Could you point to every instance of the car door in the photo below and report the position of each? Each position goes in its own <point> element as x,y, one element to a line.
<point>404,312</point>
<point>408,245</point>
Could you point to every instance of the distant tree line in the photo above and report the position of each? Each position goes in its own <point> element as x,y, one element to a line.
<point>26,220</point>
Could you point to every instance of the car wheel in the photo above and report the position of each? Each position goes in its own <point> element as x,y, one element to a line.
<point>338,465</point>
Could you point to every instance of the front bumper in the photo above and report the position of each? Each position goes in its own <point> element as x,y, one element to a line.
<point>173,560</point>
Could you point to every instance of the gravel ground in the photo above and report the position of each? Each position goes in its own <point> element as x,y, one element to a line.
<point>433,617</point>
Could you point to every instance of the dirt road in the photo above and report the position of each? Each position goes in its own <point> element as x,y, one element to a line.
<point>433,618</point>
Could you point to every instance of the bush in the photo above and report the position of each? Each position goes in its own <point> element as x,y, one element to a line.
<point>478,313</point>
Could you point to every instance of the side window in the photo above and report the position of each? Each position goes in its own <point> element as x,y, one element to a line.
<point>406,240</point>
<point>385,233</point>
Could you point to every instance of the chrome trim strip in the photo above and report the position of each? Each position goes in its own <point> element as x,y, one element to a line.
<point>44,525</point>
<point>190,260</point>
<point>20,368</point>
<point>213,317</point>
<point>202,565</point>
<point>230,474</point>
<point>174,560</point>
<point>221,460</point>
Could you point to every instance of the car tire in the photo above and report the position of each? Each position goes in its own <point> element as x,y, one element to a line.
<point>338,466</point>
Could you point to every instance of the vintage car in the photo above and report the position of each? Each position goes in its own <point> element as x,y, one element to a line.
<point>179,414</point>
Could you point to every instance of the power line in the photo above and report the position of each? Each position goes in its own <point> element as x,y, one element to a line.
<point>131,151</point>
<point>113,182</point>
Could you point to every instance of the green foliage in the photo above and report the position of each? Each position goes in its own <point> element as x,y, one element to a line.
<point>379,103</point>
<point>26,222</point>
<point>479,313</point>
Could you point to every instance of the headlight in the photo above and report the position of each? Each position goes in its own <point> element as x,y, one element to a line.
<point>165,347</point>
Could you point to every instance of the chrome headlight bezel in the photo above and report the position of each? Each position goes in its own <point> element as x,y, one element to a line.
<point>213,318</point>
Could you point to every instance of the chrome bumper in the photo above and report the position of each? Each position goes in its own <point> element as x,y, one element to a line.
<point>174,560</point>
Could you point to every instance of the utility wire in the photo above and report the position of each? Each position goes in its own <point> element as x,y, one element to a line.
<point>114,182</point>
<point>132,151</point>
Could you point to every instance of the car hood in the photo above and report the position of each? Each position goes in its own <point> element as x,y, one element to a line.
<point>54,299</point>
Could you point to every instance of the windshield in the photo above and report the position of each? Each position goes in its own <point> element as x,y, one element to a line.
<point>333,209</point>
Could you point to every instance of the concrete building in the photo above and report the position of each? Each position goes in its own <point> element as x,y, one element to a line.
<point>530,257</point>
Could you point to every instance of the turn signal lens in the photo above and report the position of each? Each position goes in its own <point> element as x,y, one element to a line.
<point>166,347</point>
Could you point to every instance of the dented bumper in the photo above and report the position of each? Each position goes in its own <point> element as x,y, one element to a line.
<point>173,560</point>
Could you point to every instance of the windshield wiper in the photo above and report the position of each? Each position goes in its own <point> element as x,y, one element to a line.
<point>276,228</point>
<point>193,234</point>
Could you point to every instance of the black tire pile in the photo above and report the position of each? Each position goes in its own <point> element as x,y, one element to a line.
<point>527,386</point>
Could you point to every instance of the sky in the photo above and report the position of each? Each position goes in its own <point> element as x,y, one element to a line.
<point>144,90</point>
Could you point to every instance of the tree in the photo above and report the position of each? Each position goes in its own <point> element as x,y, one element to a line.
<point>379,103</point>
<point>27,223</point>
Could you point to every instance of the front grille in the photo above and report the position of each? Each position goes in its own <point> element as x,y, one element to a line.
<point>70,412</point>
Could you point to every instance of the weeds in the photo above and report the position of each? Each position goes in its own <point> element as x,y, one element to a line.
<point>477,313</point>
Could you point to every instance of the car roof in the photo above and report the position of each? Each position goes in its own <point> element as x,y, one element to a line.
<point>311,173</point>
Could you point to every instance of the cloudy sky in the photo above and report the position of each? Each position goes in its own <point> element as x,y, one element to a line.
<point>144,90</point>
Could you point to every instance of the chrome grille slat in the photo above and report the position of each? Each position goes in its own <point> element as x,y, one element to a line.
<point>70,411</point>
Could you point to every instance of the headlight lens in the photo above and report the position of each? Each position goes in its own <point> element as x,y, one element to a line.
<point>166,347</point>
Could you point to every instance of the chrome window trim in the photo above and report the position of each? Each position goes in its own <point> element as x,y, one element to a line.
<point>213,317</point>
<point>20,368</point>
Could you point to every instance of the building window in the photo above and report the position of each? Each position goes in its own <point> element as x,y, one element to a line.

★ ★ ★ ★ ★ ★ ★

**Work to be completed:**
Write out the data above word for word, starting at the line that contains "Could you point to every instance of the utility" and stopping after the line that contains "<point>132,151</point>".

**Solved exercise:**
Could you point to every instance of the utility wire in the photo above and report the position of each? Each position goes in its own <point> element as x,y, one element to a line.
<point>114,182</point>
<point>132,151</point>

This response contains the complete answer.